Output every line of the data exactly as it appears.

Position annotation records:
▽
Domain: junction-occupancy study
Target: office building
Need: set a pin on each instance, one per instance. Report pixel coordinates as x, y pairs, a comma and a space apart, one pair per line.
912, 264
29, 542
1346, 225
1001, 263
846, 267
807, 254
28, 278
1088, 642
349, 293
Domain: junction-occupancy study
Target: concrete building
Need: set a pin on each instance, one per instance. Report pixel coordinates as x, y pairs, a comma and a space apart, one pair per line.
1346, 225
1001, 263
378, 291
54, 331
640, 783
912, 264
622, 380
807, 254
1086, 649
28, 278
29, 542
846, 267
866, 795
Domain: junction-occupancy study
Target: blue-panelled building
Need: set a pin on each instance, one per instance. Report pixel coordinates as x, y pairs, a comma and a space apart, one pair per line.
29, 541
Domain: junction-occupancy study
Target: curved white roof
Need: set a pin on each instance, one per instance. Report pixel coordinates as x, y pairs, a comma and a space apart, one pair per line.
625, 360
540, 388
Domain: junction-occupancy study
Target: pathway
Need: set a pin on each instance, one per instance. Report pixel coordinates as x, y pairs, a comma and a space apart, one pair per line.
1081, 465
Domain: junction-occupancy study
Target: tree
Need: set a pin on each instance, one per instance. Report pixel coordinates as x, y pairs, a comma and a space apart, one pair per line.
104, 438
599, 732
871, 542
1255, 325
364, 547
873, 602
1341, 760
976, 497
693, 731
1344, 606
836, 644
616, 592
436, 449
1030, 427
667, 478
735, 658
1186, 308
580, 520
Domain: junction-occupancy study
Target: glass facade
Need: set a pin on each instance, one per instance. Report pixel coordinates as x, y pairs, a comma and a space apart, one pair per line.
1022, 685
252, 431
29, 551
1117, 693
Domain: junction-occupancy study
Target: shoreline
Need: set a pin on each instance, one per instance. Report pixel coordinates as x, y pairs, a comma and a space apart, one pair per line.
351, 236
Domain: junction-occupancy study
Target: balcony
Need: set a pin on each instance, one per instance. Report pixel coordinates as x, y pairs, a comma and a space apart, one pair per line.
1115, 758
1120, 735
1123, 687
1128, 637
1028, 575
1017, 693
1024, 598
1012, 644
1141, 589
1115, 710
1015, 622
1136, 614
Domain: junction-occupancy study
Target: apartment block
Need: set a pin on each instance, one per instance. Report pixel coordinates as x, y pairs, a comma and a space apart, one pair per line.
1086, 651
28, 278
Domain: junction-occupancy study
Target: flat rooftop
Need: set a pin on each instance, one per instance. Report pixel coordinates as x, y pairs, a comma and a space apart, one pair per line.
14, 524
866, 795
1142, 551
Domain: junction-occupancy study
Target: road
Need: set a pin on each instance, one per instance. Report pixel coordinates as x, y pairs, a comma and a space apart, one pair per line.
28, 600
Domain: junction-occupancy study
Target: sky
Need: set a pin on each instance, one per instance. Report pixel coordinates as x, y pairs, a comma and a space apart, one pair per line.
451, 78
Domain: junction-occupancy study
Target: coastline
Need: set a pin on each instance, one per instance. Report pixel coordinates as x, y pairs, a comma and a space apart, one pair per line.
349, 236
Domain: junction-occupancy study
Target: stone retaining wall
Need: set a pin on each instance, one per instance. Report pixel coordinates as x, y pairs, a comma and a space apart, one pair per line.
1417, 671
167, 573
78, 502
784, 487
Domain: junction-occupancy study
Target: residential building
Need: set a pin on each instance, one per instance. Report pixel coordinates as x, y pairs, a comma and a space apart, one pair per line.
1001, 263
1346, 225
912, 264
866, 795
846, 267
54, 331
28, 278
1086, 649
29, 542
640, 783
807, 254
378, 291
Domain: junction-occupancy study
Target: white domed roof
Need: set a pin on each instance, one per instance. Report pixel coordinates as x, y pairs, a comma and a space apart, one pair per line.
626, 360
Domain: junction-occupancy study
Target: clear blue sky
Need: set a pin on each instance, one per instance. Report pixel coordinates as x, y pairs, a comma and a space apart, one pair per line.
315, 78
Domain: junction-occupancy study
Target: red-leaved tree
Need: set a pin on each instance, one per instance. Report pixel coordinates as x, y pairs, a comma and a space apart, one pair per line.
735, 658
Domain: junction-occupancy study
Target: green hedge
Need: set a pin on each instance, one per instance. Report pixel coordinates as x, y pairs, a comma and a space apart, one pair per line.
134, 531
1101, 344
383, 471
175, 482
△
FINAL RESULT:
Domain: junction-occupancy study
Target: office building
Need: set a pin on each instance, one per instance. Report pixel coordinates as x, y pairs, a comma and a space apart, one pair per line.
912, 264
29, 542
1346, 225
1001, 263
846, 267
807, 254
28, 278
1088, 642
349, 293
Domain: junction-occupancy study
Target: concrete building
Need: set a pin on each instance, one per instance. Report pixel coordinates as x, y pairs, a comma and a space apart, one pair per line.
1346, 225
1001, 263
378, 291
54, 331
640, 783
912, 264
622, 380
807, 254
1086, 649
28, 278
29, 542
846, 267
866, 795
Domain: junction-occupancy study
Target: blue-panelled building
Need: set a pin on each instance, one per instance. Report pixel coordinates as x, y pairs, a comma and a space apart, one pair per line.
29, 541
Domain: junction-occupancy study
Target: curved white roof
Need: set a pin on each instance, one per instance. Report pixel coordinates as x, y pairs, a comma and a space apart, one pair per line.
625, 360
540, 388
Domain: junction-occupancy study
Target: pathway
Need: set a pin on each instance, one per instance. Report pixel coordinates as x, y pairs, a comma and a space apart, one pair per line.
1081, 465
Domain: junction-occupancy study
Target: tree
Need: set a pin on each instance, one per instance. Report pixel coordinates as x, y pairs, a comma and a space apart, one pair per line.
104, 438
599, 732
871, 542
1255, 325
364, 547
873, 602
1341, 760
976, 497
693, 731
1344, 606
836, 644
616, 592
436, 449
1030, 427
667, 478
735, 658
1186, 308
580, 520
Domain: junction-occupancy study
Target: glass facade
Need: set a pin on each instance, one per instance. Report pixel coordinates as x, y pairs, a comma and a space apart, one pair per line.
1022, 685
252, 431
29, 551
1117, 693
Domain: junction-occupancy study
Target: shoreline
Need: set a pin on each instance, one per instance. Report pixel coordinates as x, y pairs, a comma and a space apart, one pair per line.
351, 236
Domain: junction-occupancy study
Target: balcony
Need: set a pin on each instance, one per instance. Report pixel coordinates as x, y pairs, a comma and a space apart, one pair per line.
1115, 758
1120, 735
1123, 687
1128, 637
1028, 575
1017, 693
1024, 598
1012, 644
1141, 589
1115, 710
1015, 622
1136, 614
Domain: junction-occupancy study
Target: apartment block
Need: set a pin on each instance, one per instance. Report pixel coordinates as x, y pairs, a comma and a space apart, one pair per line.
1086, 651
28, 278
Domain: junction-occupancy study
Target: flat rooftop
Need: set a pin on each instance, one per instance. Report pixel coordinates as x, y pairs, a comma and a space apart, one pair per line.
14, 524
866, 795
1142, 551
Domain: junction-occupancy study
Target: road
Need: set a pin on each instance, one per instance. Report pixel coordinates as x, y pairs, a comma and a space apart, one pair per line.
28, 600
Domain: junction-occupancy study
Target: sky
Need: set a pin on each instance, one per instance. Report pixel coordinates as x, y pairs, a comma and a space apart, one pair per line.
451, 78
Domain: junction-occupancy study
Target: coastline
Need: set a pin on each instance, one per instance. Report pixel coordinates as x, y pairs, a comma and a space apart, one pair per line.
349, 236
Domain: junction-occupancy study
Target: stone retaining wall
Need: set a pin on each instance, one per instance. Report pixel coordinates as x, y pairs, a comma and a space apart, one pair per line.
1417, 671
167, 573
78, 502
784, 487
Domain: junction-occupancy study
Target: residential building
Need: set a pin on each instance, one per instance. Report pixel coordinates as x, y pairs, a comma and a space apart, one pair per line.
1001, 263
1346, 225
912, 264
866, 795
846, 267
54, 331
28, 278
1086, 649
29, 542
640, 783
807, 254
378, 291
Domain: junction-occupancy study
Target: white domed roof
Need: set a pin on each instance, one per instance. Report pixel coordinates as x, y pairs, a comma and a space apart, one pair per line.
626, 360
Domain: junction-occupancy study
Target: clear blue sky
Need: set a pin on each instance, one per instance. Report pixel coordinates as x, y pairs, a comma and a space apart, one pair per line.
315, 78
Domain: junction-occupancy study
Target: red-leaved tree
Need: set a pin on each instance, one per instance. Report pixel coordinates as x, y pairs, a comma and a space apart, one pair per line.
735, 658
Domain: junction-occupancy study
Target: green hedge
Need: set a pin on each instance, one per instance. Report pixel coordinates as x, y pairs, a comma and a space apart, one pair per line.
134, 531
1101, 344
383, 471
175, 482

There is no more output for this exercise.